▶ _Objective_
Please pull out the lines in the records below, from the line containing "The component shall return one point per instance of the pale" through the final line of the records, inclusive, and reproduce them unchanged.

▶ _Data lines_
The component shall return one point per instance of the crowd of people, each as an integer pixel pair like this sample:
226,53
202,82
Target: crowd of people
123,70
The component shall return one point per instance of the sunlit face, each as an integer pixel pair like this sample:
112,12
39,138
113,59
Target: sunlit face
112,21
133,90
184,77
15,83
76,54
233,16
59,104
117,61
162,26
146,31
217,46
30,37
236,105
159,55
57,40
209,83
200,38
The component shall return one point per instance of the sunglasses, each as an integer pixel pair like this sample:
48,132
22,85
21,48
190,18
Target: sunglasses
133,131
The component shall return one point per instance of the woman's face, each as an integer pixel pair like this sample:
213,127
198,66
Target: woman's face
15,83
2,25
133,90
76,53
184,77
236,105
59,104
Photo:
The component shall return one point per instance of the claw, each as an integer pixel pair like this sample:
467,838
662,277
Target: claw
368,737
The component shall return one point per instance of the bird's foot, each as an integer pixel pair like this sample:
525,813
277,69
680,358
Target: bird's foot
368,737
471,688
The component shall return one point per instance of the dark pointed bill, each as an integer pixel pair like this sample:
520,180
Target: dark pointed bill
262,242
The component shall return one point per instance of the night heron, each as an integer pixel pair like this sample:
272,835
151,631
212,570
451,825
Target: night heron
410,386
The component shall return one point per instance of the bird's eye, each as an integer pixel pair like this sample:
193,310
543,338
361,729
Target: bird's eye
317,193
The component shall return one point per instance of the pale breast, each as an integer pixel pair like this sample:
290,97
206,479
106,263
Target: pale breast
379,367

▶ _Result of this task_
The component shall return one point per instance of the pale breast, each as an integer pixel pair like this sample:
290,97
206,479
106,263
Target: pale breast
379,367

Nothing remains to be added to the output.